[[ EXCERPT PROVIDED, beginning ]]
Aortic valve stenosis: symptoms, causes and treatment

Aortic valve stenosis: symptoms, causes and treatment

Publication date: 16-01-2023

Updated on: 28-04-2023

Topic: Cardiovascular diseases

Estimated reading time: 1 min

Aortic valve stenosis is the most common heart valve disease in industrialized countries. It occurs when the aortic valve, which is located between the left ventricle (the most important part of the heart, which pumps blood throughout the body) and the aorta ("pipe" that carries blood to the entire body), malfunctions and blood struggles to pass through it, hindering the pumping function by the heart. 

What kind of procedure is used when valve repair is needed and how is it performed? We discuss this with Dr. Matteo Montorfano, Chief of the Interventional Cardiology Unit at Ospedale San Raffaele.

What is heart valve disease?

Heart valve diseases, or valvulopathies, are diseases that affect the valves of the heart and their functioning. There are 4 valves: 

  • 2 in the left sections (mitral and aortic)
  • 2 in the right sections of the heart (tricuspid and pulmonary). 

These allow blood to pass between the various heart chambers and prevent reflux.
[[ EXCERPT PROVIDED, end ]]
[[ STORED DATA, beginning ]]
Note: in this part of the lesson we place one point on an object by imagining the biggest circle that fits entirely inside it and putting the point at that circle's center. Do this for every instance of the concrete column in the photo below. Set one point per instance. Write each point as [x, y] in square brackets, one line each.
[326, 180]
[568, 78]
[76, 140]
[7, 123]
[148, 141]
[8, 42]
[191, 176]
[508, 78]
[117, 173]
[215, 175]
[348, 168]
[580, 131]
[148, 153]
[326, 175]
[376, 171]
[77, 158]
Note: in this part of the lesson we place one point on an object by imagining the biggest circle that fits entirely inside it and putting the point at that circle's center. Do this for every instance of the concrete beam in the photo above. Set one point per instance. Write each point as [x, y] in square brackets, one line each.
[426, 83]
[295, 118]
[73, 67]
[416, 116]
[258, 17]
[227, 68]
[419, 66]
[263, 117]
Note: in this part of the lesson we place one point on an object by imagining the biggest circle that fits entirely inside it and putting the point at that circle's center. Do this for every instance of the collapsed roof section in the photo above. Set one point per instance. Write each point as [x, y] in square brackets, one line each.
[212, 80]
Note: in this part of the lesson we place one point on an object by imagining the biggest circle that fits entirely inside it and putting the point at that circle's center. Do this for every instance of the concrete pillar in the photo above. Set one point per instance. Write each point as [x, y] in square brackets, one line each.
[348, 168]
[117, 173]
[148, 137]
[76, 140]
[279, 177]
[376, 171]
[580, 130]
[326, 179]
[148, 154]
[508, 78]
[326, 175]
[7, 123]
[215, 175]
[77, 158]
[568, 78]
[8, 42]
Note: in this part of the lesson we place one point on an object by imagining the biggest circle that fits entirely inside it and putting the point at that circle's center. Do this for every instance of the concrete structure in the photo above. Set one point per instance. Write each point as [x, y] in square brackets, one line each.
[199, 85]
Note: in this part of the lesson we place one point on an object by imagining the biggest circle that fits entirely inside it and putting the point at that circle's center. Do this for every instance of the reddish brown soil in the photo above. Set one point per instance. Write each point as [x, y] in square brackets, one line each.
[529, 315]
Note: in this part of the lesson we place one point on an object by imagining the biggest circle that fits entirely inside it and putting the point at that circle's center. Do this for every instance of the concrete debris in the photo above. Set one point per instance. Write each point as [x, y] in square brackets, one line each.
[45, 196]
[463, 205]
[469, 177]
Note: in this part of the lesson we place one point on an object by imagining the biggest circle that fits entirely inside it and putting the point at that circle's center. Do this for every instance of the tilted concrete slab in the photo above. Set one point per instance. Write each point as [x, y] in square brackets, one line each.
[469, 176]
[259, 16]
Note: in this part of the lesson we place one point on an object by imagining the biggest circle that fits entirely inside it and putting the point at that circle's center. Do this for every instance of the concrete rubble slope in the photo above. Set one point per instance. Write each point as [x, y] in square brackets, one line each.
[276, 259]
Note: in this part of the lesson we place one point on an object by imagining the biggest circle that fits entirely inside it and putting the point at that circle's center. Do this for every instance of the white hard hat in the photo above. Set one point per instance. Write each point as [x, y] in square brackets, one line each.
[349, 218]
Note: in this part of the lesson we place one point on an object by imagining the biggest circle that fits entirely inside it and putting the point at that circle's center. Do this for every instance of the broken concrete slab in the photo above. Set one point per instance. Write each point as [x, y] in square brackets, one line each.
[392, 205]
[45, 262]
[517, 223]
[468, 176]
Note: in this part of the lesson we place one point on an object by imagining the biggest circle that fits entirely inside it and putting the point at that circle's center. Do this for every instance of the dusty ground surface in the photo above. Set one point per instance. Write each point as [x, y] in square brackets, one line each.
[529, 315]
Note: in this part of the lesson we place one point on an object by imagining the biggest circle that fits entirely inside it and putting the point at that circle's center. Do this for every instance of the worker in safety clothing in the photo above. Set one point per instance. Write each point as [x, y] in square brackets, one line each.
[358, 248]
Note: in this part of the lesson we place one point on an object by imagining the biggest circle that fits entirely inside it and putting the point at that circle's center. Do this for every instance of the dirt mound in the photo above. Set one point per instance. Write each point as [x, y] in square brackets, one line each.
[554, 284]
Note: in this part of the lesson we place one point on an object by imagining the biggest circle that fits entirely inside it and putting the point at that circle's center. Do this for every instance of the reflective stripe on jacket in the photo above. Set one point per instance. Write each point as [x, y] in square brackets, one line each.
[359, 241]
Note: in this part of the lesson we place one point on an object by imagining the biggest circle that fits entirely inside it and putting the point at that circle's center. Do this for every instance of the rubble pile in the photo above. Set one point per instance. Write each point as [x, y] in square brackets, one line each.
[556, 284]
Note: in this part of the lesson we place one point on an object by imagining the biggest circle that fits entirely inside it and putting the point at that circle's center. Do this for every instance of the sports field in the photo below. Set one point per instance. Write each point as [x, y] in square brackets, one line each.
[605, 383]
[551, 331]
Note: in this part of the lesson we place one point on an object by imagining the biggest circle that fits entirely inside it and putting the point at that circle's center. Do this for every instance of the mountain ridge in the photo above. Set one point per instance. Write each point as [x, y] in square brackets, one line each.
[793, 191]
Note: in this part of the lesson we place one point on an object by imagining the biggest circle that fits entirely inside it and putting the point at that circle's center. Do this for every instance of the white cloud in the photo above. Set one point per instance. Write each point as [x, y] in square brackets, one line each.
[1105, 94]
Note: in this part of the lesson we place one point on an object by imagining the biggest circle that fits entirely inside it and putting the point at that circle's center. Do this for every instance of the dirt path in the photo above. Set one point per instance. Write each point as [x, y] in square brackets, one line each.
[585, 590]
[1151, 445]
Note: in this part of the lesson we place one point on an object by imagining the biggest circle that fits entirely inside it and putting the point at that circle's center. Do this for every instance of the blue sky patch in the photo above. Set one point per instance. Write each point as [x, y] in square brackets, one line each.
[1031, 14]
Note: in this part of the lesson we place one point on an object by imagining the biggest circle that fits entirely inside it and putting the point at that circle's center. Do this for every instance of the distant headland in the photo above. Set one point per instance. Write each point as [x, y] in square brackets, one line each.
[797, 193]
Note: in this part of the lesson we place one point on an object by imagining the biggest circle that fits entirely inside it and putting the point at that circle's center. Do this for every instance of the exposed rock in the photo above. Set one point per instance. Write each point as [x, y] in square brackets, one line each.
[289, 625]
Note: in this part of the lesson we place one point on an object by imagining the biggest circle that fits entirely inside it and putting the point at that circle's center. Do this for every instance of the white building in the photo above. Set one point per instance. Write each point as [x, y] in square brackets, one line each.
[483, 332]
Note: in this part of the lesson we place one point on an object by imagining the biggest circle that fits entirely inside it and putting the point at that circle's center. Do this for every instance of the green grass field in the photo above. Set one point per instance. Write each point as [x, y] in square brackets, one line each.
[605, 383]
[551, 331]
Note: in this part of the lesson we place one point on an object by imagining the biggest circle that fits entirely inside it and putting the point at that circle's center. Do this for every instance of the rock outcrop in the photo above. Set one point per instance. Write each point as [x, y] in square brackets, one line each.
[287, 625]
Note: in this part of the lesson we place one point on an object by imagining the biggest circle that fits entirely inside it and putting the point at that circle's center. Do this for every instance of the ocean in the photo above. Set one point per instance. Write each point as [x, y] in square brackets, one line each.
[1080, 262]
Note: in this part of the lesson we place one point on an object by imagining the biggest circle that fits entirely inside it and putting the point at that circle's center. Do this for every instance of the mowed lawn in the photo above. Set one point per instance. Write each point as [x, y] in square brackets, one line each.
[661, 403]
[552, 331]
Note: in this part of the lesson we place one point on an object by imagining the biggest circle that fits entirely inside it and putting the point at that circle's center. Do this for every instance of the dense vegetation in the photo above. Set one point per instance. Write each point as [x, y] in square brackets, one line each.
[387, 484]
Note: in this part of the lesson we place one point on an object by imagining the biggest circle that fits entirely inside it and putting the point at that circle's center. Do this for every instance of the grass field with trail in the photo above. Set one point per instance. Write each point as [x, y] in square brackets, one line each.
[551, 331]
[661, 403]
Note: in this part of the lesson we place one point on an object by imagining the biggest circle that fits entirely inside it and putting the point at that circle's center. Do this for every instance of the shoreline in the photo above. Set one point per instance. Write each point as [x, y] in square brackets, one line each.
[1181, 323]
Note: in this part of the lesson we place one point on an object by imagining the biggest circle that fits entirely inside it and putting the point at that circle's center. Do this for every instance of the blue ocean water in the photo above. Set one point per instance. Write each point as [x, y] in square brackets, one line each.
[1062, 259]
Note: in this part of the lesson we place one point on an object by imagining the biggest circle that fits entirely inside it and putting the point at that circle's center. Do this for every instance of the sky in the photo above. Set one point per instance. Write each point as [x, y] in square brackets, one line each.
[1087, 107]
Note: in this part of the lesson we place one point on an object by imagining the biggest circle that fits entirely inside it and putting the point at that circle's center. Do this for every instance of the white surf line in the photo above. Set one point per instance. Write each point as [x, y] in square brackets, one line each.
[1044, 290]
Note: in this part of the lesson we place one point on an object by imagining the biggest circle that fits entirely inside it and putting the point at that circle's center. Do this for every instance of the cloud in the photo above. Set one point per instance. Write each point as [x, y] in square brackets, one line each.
[[ STORED DATA, end ]]
* _TASKS_
A – In the article on aortic valve stenosis, rewrite the paragraph beginning "Aortic valve stenosis is the most common heart valve disease" in shorter form, keeping its main facts.
B – Carry on the article on aortic valve stenosis from its final sentence.
This material has no connection to the article on aortic valve stenosis.

* _RESPONSES BY TASK_
A – Aortic valve stenosis is the most common heart valve disease in industrialized countries. It occurs when the aortic valve, located between the left ventricle and the aorta, malfunctions. Blood then struggles to pass through the valve, which hinders the heart's pumping function.

B –
The most frequent valvulopathies are those of the left sections of the heart (mitral valve and aortic valve, i.e. the part of the heart that irrigates the whole body). Valvulopathies affecting the right sections of the heart (which instead carry blood to the lungs for oxygenation) are less common. 

Valvular stenosis

If the aortic valve is narrowed and blood struggles to pass through it, it is called valvular stenosis. On the other hand, when the valve does not close properly and blood flows back where it should not, we are dealing with valve insufficiency.

Aging is the leading cause of aortic valvulopathy in the stenotic sense: as time passes, the valve becomes very stiff, undergoes calcification, and this prevents the flaps that constitute it from opening properly, creating narrowing and thus difficulty in the passage of blood from the left ventricle to the aorta.

In the case of aortic insufficiency, valve degeneration causes a defect in the closure of the valve leaflets, which causes incontinence, resulting in the return/regurgitation of blood into the left ventricle, which is overworked.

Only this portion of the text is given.